BEGIN Data provided

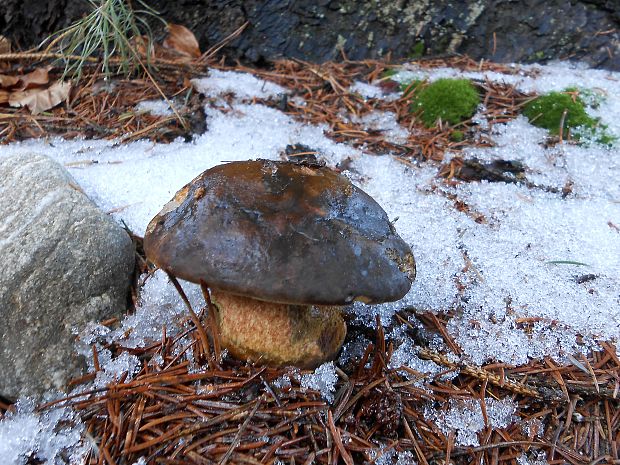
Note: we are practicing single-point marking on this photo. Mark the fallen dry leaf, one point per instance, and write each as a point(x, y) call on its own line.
point(8, 81)
point(38, 77)
point(39, 100)
point(182, 40)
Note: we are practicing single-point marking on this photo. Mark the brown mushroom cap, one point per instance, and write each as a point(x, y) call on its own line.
point(281, 232)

END Data provided

- **Problem requirements**
Return the text of all the records above verbatim, leaving out the pictures.

- **Result for this task**
Note: we are practicing single-point marking on this photo. Mark the fallen dry leaf, one point per instance, and write each as a point(x, y) call on its own line.
point(8, 81)
point(38, 77)
point(39, 100)
point(182, 40)
Note: we are practicing single-point marking on this photo. Mark the brown mushroom cap, one point per instance, and write each as a point(x, y) call on its own line.
point(281, 232)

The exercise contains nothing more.